THE PROBLEM: How many of the lines below contain "mushroom"? Reply with only that figure.
*** INPUT DATA ***
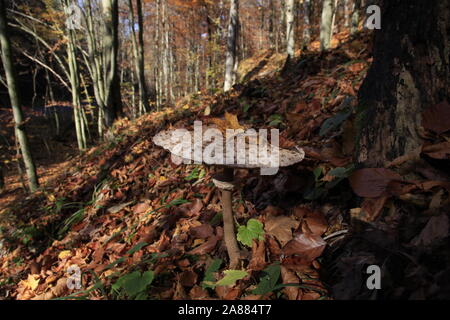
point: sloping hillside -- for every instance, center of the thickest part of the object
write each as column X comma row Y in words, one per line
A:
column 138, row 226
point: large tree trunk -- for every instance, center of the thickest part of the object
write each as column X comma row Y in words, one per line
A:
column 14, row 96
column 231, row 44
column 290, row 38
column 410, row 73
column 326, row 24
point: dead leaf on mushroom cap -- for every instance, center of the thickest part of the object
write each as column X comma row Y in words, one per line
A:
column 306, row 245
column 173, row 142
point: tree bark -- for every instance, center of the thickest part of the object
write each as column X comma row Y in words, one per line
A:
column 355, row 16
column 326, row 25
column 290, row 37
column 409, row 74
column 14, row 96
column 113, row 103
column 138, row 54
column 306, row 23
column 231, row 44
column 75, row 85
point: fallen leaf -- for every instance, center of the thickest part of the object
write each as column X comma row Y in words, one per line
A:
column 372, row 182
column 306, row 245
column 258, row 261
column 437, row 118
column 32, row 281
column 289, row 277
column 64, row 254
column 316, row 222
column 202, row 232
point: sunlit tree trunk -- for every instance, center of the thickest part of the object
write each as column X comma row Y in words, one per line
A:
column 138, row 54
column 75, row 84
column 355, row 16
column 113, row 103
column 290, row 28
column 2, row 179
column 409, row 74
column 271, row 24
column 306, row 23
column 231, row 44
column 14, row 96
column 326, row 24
***
*** INPUT DATA ***
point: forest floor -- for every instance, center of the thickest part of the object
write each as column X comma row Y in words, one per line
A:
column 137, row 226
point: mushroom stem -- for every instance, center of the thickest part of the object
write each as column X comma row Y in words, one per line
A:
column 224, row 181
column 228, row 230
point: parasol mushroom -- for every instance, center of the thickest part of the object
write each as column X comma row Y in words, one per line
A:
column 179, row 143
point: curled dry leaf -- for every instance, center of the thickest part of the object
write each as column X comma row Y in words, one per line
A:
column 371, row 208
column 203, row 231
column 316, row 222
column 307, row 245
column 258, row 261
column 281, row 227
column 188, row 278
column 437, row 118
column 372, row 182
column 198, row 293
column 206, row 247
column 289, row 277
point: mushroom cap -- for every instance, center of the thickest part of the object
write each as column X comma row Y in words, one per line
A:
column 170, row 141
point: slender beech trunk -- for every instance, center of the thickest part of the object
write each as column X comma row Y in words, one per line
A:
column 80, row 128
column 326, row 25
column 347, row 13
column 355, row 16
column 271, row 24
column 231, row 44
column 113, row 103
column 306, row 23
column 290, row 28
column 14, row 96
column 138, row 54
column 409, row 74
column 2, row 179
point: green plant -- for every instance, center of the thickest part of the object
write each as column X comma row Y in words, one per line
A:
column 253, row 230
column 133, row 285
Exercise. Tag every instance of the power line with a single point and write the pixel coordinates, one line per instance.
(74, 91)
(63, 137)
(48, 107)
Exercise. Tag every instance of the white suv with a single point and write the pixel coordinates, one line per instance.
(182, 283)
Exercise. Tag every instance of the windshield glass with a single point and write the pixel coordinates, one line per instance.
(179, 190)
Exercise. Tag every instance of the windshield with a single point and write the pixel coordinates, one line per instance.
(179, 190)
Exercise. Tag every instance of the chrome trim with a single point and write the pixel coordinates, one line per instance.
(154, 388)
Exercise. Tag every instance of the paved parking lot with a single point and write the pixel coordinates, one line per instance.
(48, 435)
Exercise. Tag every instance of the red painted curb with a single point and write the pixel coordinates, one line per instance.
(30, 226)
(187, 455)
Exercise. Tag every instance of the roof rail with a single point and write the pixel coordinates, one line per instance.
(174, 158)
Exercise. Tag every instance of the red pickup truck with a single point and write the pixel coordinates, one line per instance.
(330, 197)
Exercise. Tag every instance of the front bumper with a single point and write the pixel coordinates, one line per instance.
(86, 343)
***
SOLUTION: 4